--- Text ---
Root Mean Square Layer Normalization.

**Key difference from LayerNorm**:
- LayerNorm: Centers the data first (subtract mean), then scales
- RMSNorm: Only scales, no centering

**Why RMSNorm?**
- Simpler (no mean computation)
- Works just as well in practice
- Faster (one less pass over the data)

In [None]:
class RMSNorm(nn.Module):
    """
    Root Mean Square Layer Normalization.
    
    RMSNorm(x) = x * rsqrt(mean(x^2) + eps) * scale
    
    Args:
        dim: Feature dimension
        eps: Numerical stability constant
    """
    
    def __init__(self, dim, eps=1e-5):
        super().__init__()
        self.dim = dim
        self.eps = eps
        
        # Learnable scale parameter
        self.scale = nn.Parameter(torch.ones(dim))
    
    def forward(self, x):
        """
        Args:
            x: [B, ..., D] input tensor of any shape
        
        Returns:
            Normalized tensor of same shape
        """
        # Compute RMS: sqrt(mean(x^2))
        rms = torch.sqrt(torch.mean(x.float() ** 2, dim=-1, keepdim=True) + self.eps)
        
        # Normalize and apply scale
        return x / rms * self.scale

# Test RMSNorm
print("Testing RMSNorm...")
norm = RMSNorm(EMB_SIZE)

# Test with different shapes
x1 = torch.randn(4, 10, EMB_SIZE)  # [B, T, D]
x2 = torch.randn(4, EMB_SIZE)      # [B, D]
x3 = torch.randn(EMB_SIZE)         # [D]

y1 = norm(x1)
y2 = norm(x2)

print(f"Input shape 1: {x1.shape} -> Output shape: {y1.shape}")
--- Stored rows ---
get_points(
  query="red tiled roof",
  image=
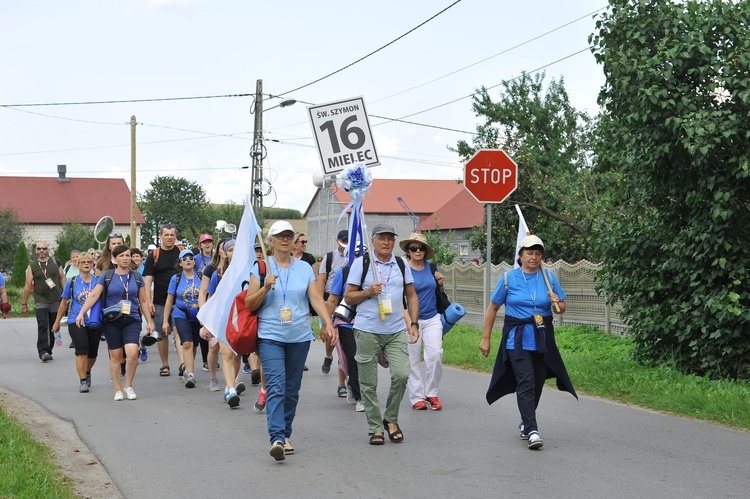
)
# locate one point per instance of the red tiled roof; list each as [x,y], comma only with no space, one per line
[423,197]
[461,212]
[45,200]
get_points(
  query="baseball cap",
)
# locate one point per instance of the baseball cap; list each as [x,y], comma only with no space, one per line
[280,226]
[384,229]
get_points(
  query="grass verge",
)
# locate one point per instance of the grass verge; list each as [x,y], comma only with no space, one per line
[26,466]
[601,364]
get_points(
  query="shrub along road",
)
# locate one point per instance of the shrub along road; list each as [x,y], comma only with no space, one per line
[175,442]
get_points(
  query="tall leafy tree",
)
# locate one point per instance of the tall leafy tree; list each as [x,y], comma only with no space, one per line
[677,124]
[177,201]
[549,140]
[20,262]
[11,233]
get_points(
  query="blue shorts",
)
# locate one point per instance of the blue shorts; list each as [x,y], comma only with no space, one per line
[122,331]
[188,330]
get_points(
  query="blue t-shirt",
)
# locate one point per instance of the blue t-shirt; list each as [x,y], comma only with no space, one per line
[368,311]
[81,291]
[122,286]
[185,295]
[424,285]
[215,278]
[290,291]
[525,297]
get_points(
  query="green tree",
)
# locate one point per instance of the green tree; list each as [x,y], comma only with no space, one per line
[676,127]
[444,255]
[62,252]
[74,236]
[11,232]
[20,262]
[177,201]
[550,142]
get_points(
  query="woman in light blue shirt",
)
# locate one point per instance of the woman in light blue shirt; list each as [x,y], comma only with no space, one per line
[284,331]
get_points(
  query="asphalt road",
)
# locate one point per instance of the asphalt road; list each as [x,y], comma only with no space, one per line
[175,442]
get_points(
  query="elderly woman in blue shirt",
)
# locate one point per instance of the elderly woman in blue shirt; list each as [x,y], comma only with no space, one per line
[528,353]
[284,331]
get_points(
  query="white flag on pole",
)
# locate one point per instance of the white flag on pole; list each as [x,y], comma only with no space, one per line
[523,231]
[215,313]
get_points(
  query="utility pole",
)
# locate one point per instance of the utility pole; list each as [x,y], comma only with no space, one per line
[133,242]
[256,188]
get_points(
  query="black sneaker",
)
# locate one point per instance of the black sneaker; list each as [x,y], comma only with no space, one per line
[327,361]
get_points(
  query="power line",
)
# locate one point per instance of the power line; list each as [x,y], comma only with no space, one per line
[373,52]
[129,101]
[492,56]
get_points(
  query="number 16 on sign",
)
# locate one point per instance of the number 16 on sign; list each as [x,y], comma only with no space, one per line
[342,134]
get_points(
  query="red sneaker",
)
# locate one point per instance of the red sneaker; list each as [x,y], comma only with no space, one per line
[421,405]
[435,404]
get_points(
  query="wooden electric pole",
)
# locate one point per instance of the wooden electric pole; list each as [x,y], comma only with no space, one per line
[133,242]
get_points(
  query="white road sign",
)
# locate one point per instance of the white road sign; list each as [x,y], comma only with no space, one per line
[342,134]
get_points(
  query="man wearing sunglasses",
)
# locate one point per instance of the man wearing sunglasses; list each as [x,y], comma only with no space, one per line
[46,275]
[160,266]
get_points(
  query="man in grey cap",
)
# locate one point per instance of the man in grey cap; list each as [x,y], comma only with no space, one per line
[332,261]
[378,288]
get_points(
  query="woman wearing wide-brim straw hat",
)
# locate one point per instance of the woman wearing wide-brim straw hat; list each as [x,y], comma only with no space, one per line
[423,391]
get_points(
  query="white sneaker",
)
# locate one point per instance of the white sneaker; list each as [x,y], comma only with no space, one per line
[535,441]
[130,393]
[288,447]
[277,450]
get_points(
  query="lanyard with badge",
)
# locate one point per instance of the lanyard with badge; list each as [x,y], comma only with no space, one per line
[125,302]
[47,280]
[286,311]
[538,319]
[386,300]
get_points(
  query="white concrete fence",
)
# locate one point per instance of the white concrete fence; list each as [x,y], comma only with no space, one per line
[465,284]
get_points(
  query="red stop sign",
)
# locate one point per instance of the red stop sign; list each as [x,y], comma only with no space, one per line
[490,176]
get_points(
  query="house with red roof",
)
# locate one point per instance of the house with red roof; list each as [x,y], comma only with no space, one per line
[442,205]
[45,204]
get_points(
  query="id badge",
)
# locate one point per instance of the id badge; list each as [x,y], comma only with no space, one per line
[387,306]
[539,321]
[286,316]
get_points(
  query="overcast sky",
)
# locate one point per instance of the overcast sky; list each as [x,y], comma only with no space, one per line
[102,50]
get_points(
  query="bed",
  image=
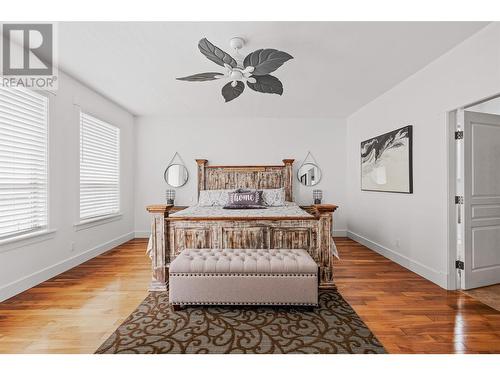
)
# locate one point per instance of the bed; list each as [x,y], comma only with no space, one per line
[291,226]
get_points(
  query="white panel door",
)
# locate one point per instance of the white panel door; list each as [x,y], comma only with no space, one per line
[482,199]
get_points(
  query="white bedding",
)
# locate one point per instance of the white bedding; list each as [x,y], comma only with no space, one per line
[290,209]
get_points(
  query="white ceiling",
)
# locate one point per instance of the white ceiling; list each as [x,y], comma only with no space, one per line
[337,67]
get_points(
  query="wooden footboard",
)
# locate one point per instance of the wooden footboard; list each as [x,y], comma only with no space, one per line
[172,235]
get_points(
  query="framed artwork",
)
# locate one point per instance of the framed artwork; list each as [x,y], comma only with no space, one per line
[386,162]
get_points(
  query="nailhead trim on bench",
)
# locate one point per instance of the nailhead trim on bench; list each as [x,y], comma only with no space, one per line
[246,303]
[244,274]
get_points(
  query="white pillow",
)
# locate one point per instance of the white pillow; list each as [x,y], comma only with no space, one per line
[274,197]
[214,197]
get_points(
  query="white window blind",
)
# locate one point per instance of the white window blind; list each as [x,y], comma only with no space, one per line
[23,162]
[99,168]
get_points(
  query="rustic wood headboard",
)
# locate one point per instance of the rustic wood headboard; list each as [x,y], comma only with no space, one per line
[212,177]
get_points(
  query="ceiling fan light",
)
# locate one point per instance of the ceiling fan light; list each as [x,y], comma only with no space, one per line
[236,75]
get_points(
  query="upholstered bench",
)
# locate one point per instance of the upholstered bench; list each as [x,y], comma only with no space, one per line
[243,277]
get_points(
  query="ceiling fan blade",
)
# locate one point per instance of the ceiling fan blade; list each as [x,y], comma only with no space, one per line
[266,61]
[267,84]
[215,54]
[229,92]
[200,77]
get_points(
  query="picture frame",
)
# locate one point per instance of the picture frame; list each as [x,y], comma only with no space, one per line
[387,162]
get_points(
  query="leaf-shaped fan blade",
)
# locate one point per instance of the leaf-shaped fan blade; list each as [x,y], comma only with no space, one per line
[200,77]
[267,84]
[215,54]
[266,61]
[229,92]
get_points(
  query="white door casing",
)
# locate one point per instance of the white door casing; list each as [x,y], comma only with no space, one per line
[481,199]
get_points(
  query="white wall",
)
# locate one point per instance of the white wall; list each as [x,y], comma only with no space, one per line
[412,229]
[491,106]
[27,263]
[237,141]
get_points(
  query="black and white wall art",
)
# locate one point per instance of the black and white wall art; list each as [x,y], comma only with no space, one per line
[386,162]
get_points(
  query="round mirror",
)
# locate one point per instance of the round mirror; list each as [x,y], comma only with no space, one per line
[176,175]
[309,174]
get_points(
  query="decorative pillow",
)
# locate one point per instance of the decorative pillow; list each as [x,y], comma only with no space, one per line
[242,199]
[274,197]
[214,197]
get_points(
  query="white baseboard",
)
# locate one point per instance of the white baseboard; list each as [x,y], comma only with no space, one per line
[142,233]
[38,277]
[430,274]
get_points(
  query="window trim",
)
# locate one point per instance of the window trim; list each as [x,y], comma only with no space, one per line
[96,221]
[86,223]
[23,236]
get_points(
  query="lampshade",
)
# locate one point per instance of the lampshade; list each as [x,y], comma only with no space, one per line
[317,196]
[170,196]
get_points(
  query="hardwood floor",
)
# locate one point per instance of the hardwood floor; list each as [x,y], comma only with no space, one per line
[489,295]
[77,310]
[410,314]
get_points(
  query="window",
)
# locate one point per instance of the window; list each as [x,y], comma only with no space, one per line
[23,162]
[99,168]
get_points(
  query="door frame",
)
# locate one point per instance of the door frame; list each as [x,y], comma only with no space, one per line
[453,282]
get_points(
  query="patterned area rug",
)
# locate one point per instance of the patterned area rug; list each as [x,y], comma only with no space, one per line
[154,327]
---
Exercise requirements: Rewrite the stretch of the RMSNorm text from "# Learnable scale" through "Compute RMS: sqrt(mean(x^2))", replacing "Learnable" with "Trainable".

Solved problem:
# Trainable scale parameter
        self.scale = nn.Parameter(torch.ones(dim))
    
    def forward(self, x):
        """
        Args:
            x: [B, ..., D] input tensor of any shape
        
        Returns:
            Normalized tensor of same shape
        """
        # Compute RMS: sqrt(mean(x^2))